Dataset entries
☆ ☆ ☆ ☆
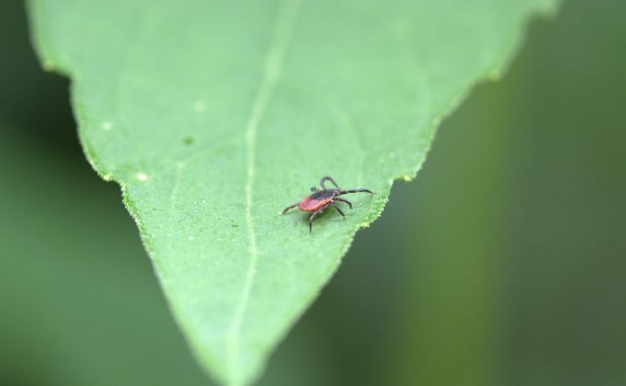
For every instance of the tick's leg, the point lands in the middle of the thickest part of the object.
(315, 215)
(338, 210)
(359, 190)
(344, 200)
(289, 207)
(327, 178)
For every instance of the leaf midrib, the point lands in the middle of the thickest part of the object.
(283, 27)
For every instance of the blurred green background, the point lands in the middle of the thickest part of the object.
(503, 263)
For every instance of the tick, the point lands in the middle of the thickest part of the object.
(319, 200)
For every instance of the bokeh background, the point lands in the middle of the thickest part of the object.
(503, 263)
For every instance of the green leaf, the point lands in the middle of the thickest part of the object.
(214, 116)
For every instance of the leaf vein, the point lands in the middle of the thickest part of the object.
(273, 69)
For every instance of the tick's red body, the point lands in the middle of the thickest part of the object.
(321, 199)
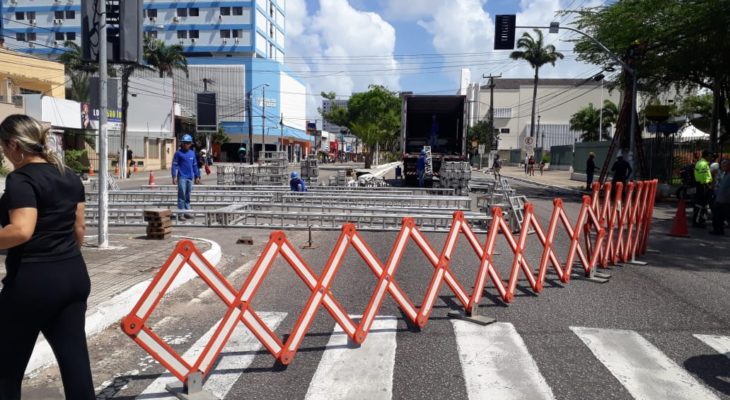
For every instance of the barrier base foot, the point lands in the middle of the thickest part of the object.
(181, 393)
(477, 319)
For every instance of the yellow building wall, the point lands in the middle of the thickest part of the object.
(22, 71)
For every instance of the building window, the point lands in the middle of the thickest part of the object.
(153, 148)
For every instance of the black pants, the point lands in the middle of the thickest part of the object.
(720, 214)
(702, 198)
(51, 298)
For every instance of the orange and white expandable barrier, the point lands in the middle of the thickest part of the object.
(627, 228)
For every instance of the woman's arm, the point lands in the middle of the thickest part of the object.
(20, 229)
(80, 224)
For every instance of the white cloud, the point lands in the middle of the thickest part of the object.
(338, 48)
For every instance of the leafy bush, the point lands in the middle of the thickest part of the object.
(73, 159)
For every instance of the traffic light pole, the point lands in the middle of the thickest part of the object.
(103, 236)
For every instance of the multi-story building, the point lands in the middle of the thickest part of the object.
(247, 34)
(327, 106)
(557, 101)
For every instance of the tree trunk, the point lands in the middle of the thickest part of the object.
(534, 103)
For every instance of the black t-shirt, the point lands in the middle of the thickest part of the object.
(55, 196)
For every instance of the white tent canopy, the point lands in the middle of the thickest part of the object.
(689, 132)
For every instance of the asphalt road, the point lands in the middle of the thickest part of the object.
(560, 340)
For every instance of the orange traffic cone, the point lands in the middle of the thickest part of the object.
(679, 227)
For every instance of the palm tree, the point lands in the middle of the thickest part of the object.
(537, 54)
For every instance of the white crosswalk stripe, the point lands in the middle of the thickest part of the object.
(238, 354)
(497, 364)
(364, 372)
(720, 343)
(642, 368)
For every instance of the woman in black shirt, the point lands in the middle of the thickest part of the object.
(47, 284)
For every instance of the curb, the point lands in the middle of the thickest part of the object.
(544, 184)
(112, 310)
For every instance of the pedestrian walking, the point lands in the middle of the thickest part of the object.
(497, 166)
(621, 172)
(185, 172)
(47, 284)
(130, 162)
(721, 205)
(590, 170)
(703, 179)
(531, 166)
(296, 184)
(421, 168)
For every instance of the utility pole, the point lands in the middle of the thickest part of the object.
(491, 105)
(263, 123)
(103, 133)
(249, 148)
(281, 133)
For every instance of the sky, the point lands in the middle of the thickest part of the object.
(343, 46)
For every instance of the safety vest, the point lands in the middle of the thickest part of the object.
(702, 172)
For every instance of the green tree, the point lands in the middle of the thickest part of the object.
(590, 122)
(671, 43)
(372, 116)
(535, 52)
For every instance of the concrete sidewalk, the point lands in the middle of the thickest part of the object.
(551, 178)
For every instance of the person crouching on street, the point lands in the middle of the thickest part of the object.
(185, 171)
(296, 184)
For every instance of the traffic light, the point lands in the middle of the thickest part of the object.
(124, 21)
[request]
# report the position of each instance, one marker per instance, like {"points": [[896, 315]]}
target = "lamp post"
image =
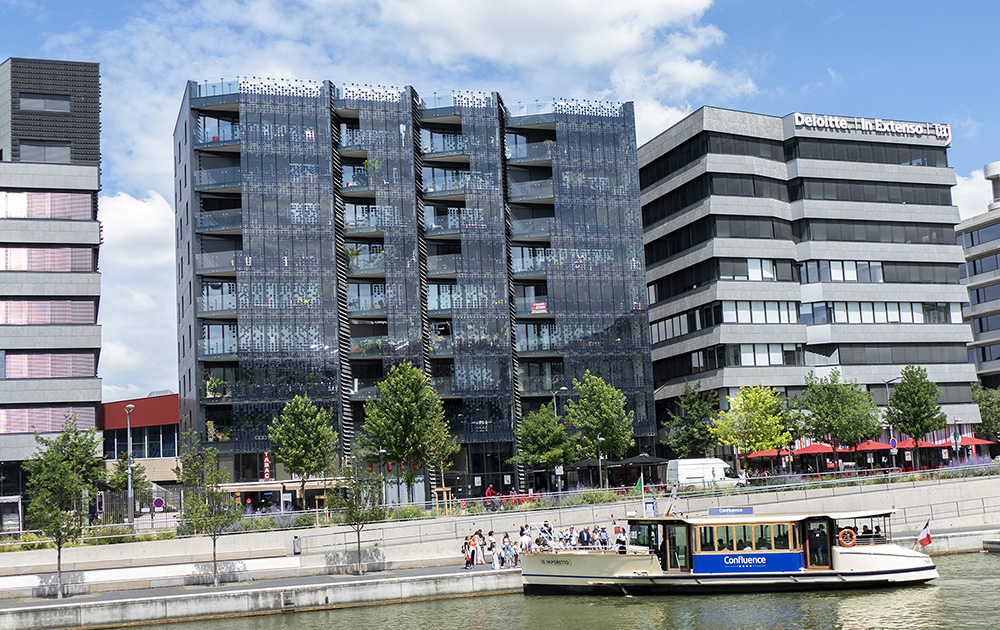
{"points": [[600, 475], [131, 492]]}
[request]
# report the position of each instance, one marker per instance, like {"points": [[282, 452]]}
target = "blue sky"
{"points": [[917, 60]]}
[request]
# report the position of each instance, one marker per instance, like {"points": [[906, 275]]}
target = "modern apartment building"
{"points": [[980, 236], [326, 233], [777, 246], [50, 158]]}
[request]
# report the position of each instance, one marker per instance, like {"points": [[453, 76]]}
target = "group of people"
{"points": [[505, 551]]}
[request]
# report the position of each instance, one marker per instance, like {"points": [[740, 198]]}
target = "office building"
{"points": [[50, 159], [326, 233], [980, 236], [779, 246]]}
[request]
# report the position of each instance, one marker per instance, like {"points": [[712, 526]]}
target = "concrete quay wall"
{"points": [[190, 606]]}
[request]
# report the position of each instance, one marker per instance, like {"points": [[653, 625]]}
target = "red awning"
{"points": [[872, 445], [770, 453], [971, 441]]}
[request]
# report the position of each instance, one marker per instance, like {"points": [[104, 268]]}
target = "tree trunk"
{"points": [[58, 571], [215, 564], [361, 567]]}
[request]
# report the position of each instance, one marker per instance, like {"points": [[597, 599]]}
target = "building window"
{"points": [[48, 151]]}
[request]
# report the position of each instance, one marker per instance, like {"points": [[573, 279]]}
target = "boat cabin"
{"points": [[735, 540]]}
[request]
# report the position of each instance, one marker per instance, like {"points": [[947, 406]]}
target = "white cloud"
{"points": [[971, 194]]}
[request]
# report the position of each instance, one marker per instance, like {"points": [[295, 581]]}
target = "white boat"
{"points": [[732, 550]]}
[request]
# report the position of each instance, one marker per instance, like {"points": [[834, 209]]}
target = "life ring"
{"points": [[847, 537]]}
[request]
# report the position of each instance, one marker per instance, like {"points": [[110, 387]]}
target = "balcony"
{"points": [[362, 347], [366, 307], [532, 192], [450, 185], [538, 306], [442, 266], [218, 179], [217, 305], [223, 263], [532, 229], [531, 154], [217, 350], [219, 221]]}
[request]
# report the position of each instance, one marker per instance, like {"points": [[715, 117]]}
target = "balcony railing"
{"points": [[527, 191], [218, 177], [215, 261], [218, 220], [532, 228], [531, 151], [442, 264]]}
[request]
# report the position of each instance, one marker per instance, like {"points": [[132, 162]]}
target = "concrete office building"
{"points": [[50, 158], [980, 236], [777, 246], [326, 233]]}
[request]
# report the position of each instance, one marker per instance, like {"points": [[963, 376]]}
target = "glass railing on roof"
{"points": [[219, 88]]}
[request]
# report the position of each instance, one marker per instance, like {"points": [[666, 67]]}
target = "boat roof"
{"points": [[764, 518]]}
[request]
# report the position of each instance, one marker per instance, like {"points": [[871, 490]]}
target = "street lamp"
{"points": [[600, 475], [131, 492]]}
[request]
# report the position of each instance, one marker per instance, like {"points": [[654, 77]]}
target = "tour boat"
{"points": [[733, 550]]}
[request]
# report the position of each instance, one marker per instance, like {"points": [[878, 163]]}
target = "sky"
{"points": [[917, 61]]}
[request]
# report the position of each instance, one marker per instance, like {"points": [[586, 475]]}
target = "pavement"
{"points": [[457, 568]]}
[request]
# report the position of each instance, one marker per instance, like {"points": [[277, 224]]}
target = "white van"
{"points": [[705, 472]]}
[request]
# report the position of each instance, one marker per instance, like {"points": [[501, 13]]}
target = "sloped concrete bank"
{"points": [[261, 601]]}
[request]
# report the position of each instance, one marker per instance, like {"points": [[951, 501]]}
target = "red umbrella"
{"points": [[911, 443], [770, 453], [971, 441], [872, 445]]}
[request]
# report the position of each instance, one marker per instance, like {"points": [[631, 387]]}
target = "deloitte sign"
{"points": [[824, 122]]}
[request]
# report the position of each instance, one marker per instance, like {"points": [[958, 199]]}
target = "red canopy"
{"points": [[770, 453], [971, 441], [911, 443], [872, 445]]}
☆ ☆ ☆ ☆
WHAT NEEDS TO BE DONE
The entries above are to be repeated exactly, except for any pictures.

SOLUTION TO THE PROBLEM
For every instance of the tick's leg, the point lands in the middle of the thickest part of the object.
(315, 215)
(338, 210)
(359, 190)
(344, 200)
(289, 207)
(327, 178)
For every instance of the leaf midrib, the point lands in the middle of the thickest part of the object.
(283, 27)
For every instance of the blurred green background, the point lands in the middle of the thickest part of the object.
(503, 263)
For every instance of the tick, the point lands in the middle of the thickest part of the object.
(319, 200)
For every instance of the bokeh background, the point lands in the middle of the thickest part of the object.
(503, 263)
For every instance of the green leaf, the point lands in the middle of the thickest part of the object.
(214, 116)
For every instance of the leaf vein, the point lands in the middle of the thickest part of the object.
(273, 69)
For every instance of the tick's red body, the point lands in the middle of the thickest part of the object.
(321, 199)
For every instance of the barrier base foot, the point lands in the middle of the thickest part of the object.
(181, 393)
(477, 319)
For every instance of the yellow building wall, the point lands in the middle of the thickest part of the object.
(22, 71)
For every instance of the building window, the point lands in the middle of the thickest part of the object.
(153, 148)
For every instance of the black pants, the point lands in the middle of the thickest part of the object.
(720, 214)
(702, 198)
(51, 298)
For every instance of the orange and white expandable barrier, the point lands in the middle of the thickest part of the object.
(627, 228)
For every instance of the woman's arm, the point lands in the middle of the thickest part of the object.
(20, 229)
(80, 224)
For every instance of the white cloud, the point lands in the middle of the thickest part of the object.
(338, 48)
For every instance of the leafy bush, the point lands in the middle of the thickest part of the object.
(73, 159)
For every instance of the traffic light pole, the point lands in the middle of the thickest part of the object.
(103, 236)
For every instance of the multi-story building, the point lands in the middle of the thickest part of the object.
(247, 34)
(327, 106)
(557, 101)
For every instance of the tree trunk, the point lands in the middle of the thickest part of the object.
(534, 103)
For every instance of the black t-shirt, the point lands in the middle of the thickest part of the object.
(55, 196)
For every instance of the white tent canopy, the point lands in the middle of the thickest part of the object.
(689, 132)
For every instance of the asphalt road, the point lands in the middle of the thickest part of the object.
(560, 340)
For every instance of the orange traffic cone, the point lands in the middle of the thickest part of the object.
(679, 227)
For every instance of the palm tree, the point lands in the middle of the thickest part of the object.
(537, 54)
For every instance of the white crosswalk stripe, the point lands in the middle of the thickest part of the object.
(238, 354)
(497, 364)
(364, 372)
(720, 343)
(642, 368)
For every instance of the woman in black shirt, the point lands in the middle of the thickest part of the object.
(47, 284)
For every instance of the curb, the point lands in the middle of the thickest part of the object.
(544, 184)
(112, 310)
For every instance of the pedestrian walking, the point lands in the middle of the thickest part of the object.
(497, 166)
(621, 172)
(185, 172)
(47, 284)
(130, 162)
(721, 205)
(590, 170)
(703, 179)
(531, 166)
(296, 184)
(421, 168)
For every instance of the utility pole, the point lands in the middle of the thickest part of the object.
(491, 105)
(263, 123)
(103, 133)
(249, 148)
(281, 133)
For every instance of the sky, the point lands in the middle of the thickest part of the object.
(343, 46)
For every instance of the safety vest, the point lands in the middle of the thickest part of the object.
(702, 172)
For every instance of the green tree, the point lands in the middle of the thickest part of the object.
(590, 122)
(671, 43)
(372, 116)
(535, 52)
For every instance of the concrete sidewalk, the point lands in the middle of the thickest part of the object.
(551, 178)
For every instance of the person crouching on street, the point lands in the middle of the thickest part of the object.
(185, 171)
(296, 184)
For every instance of the traffic light, the point lands in the middle of the thickest part of the object.
(124, 21)
[request]
# report the position of each instance, one marker per instance, like {"points": [[896, 315]]}
target = "lamp post"
image =
{"points": [[600, 475], [131, 492]]}
[request]
# report the position of each instance, one marker per instance, like {"points": [[282, 452]]}
target = "blue sky"
{"points": [[917, 60]]}
[request]
# report the position of each instance, one marker per instance, like {"points": [[906, 275]]}
target = "modern apartment building"
{"points": [[980, 236], [326, 233], [777, 246], [50, 158]]}
[request]
# report the position of each instance, one marker per instance, like {"points": [[453, 76]]}
target = "group of people"
{"points": [[505, 551]]}
[request]
# report the position of each instance, one marker per instance, like {"points": [[740, 198]]}
target = "office building"
{"points": [[50, 159], [326, 233], [980, 236], [779, 246]]}
[request]
# report the position of each instance, one marker per instance, like {"points": [[712, 526]]}
target = "concrete quay wall"
{"points": [[190, 606]]}
[request]
# report the position of each instance, one marker per instance, like {"points": [[653, 625]]}
target = "red awning"
{"points": [[872, 445], [770, 453], [971, 441]]}
[request]
# report the position of each instance, one marker per instance, like {"points": [[104, 268]]}
target = "tree trunk"
{"points": [[58, 571], [215, 564], [361, 567]]}
[request]
# report the position of each instance, one marker per instance, like {"points": [[597, 599]]}
target = "building window"
{"points": [[48, 151]]}
[request]
# report the position of each instance, one marker per instance, like {"points": [[573, 279]]}
target = "boat cabin"
{"points": [[735, 540]]}
[request]
# report the position of each instance, one marker per instance, like {"points": [[947, 406]]}
target = "white cloud"
{"points": [[971, 194]]}
[request]
# report the position of each instance, one marker per instance, like {"points": [[295, 581]]}
target = "white boat"
{"points": [[732, 550]]}
[request]
# report the position of each instance, one marker per instance, like {"points": [[834, 209]]}
target = "life ring"
{"points": [[847, 537]]}
[request]
# report the position of each instance, one marker per instance, like {"points": [[110, 387]]}
target = "balcony"
{"points": [[362, 347], [366, 307], [532, 192], [450, 185], [538, 306], [442, 266], [218, 179], [217, 305], [223, 263], [532, 229], [531, 154], [217, 350], [219, 221]]}
[request]
# report the position of each instance, one marker per instance, like {"points": [[715, 117]]}
target = "balcony railing"
{"points": [[527, 191], [218, 177], [215, 261], [218, 220], [532, 228], [531, 151], [442, 264]]}
[request]
# report the position of each instance, one marker per instance, like {"points": [[132, 162]]}
target = "concrete office building"
{"points": [[50, 158], [980, 236], [777, 246], [326, 233]]}
[request]
# report the position of each instance, one marker per instance, like {"points": [[963, 376]]}
target = "glass railing on roof"
{"points": [[219, 88]]}
[request]
# report the position of each instance, one marker per instance, like {"points": [[666, 67]]}
target = "boat roof"
{"points": [[764, 518]]}
[request]
# report the position of each instance, one marker per instance, like {"points": [[871, 490]]}
target = "street lamp"
{"points": [[600, 475], [131, 492]]}
[request]
# report the position of each instance, one marker per instance, like {"points": [[654, 77]]}
target = "tour boat"
{"points": [[733, 550]]}
[request]
# report the position of each instance, one marker per instance, like {"points": [[878, 163]]}
target = "sky"
{"points": [[917, 61]]}
[request]
# report the position of each instance, one marker per instance, like {"points": [[586, 475]]}
target = "pavement"
{"points": [[457, 568]]}
[request]
# report the position of each instance, one marker per instance, like {"points": [[277, 224]]}
target = "white van"
{"points": [[705, 472]]}
[request]
# report the position of each instance, one marker per instance, like {"points": [[501, 13]]}
target = "sloped concrete bank"
{"points": [[261, 601]]}
[request]
# report the position of each instance, one marker per instance, like {"points": [[951, 501]]}
target = "red umbrella"
{"points": [[911, 443], [770, 453], [971, 441], [872, 445]]}
[request]
# report the position of each instance, one marker per instance, like {"points": [[631, 387]]}
target = "deloitte sign"
{"points": [[824, 122]]}
[request]
# report the position of each instance, one marker per instance, like {"points": [[958, 199]]}
target = "red canopy"
{"points": [[770, 453], [971, 441], [911, 443], [872, 445]]}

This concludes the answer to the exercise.